▶ _Assignment_: From the first record to the last, write out each one exactly.

▶ _Listed entries_:
◇ ◇ ◇ ◇ ◇ ◇ ◇

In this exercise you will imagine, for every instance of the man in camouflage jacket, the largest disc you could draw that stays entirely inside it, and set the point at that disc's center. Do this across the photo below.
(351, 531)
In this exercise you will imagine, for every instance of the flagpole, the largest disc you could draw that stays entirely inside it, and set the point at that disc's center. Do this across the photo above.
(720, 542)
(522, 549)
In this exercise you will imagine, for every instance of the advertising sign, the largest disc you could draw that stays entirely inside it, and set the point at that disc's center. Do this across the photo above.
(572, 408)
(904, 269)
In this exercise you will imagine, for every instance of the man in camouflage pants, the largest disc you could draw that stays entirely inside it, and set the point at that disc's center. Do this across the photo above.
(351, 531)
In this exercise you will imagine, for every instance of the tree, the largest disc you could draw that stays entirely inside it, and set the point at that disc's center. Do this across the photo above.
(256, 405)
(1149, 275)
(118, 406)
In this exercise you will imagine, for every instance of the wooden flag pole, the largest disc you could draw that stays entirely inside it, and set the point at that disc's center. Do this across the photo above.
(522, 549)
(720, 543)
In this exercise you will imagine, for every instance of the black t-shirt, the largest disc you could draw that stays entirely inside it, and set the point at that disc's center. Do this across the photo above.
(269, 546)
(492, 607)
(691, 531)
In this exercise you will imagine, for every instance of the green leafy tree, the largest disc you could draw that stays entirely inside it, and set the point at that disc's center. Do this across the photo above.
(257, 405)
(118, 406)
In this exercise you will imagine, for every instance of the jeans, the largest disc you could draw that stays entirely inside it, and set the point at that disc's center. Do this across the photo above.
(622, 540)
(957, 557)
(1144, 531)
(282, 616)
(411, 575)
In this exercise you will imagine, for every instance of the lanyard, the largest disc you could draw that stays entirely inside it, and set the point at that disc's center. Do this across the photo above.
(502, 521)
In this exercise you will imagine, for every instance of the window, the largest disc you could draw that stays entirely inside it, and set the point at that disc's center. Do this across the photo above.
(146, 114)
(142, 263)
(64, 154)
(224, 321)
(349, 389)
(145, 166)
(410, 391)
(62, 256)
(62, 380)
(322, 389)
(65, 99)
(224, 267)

◇ ◇ ◇ ◇ ◇ ◇ ◇

▶ _Written answer_:
In this exercise you will imagine, for every instance of the man in camouflage jacket, the largest disc you could draw that stays entirely inside it, and set the point at that disc's center. Do this across the photo below.
(351, 531)
In this exercise you will imagine, for every instance of the flagpole, the largest disc you could draw that stays entirely inside it, and set the point at that disc's center. Do this across the photo above.
(720, 542)
(522, 549)
In this exercise you will imagine, for every instance of the advertising sign, the largest disc you could draw that stays entirely inside it, and set the point at that disc's center. Do this across the photo above.
(572, 408)
(904, 269)
In this exercise you will imagine, for every instance of the man in camouflage pants, the largest disc you could draw that stays entirely inside it, and set the point at that disc's center. Do this across the photo above.
(351, 531)
In this exercise you will imagine, for every instance of the tree, the largest disc you could draw that stays entirely inside it, and set the point at that disc's center. Do this across the photo above.
(256, 405)
(1149, 275)
(118, 406)
In this exercise you will imagine, for every instance of the wooden flag pole, the largest disc you could draw that stays entirely inside it, and set the point at that disc's center. Do this across the photo above.
(522, 549)
(720, 543)
In this exercise you will imagine, for every instance of the black t-shirt, the largest disc you could draw that stays entirely inside it, and set the point at that disc's center. Do this across the photo above.
(269, 546)
(492, 607)
(691, 531)
In this exercise you will imagine, for every instance of the green leafy tree, the largest disc you could draw that stays entirely inside it, and set the point at that disc's center. Do this across the photo above.
(257, 405)
(118, 406)
In this exercise you will imagine, for every instance of the jeans, the largest disc you could draw that stays entirely inside it, and set the point at that disc's center. Do this across the photo above.
(622, 540)
(957, 557)
(1144, 531)
(282, 616)
(411, 575)
In this exercise you will imagine, for every instance of the lanyard, the largest disc you could draw that stays entirely inside it, and set the point at that disc's center. Do this across the photo above.
(502, 521)
In this exercise you will imagine, for every instance of the window, the largest disc you could draw that stays entirely inside it, and set the point at that disc's center. Do this across the photo above.
(146, 114)
(142, 263)
(64, 154)
(224, 321)
(349, 389)
(145, 166)
(410, 391)
(62, 256)
(62, 380)
(322, 389)
(65, 99)
(224, 267)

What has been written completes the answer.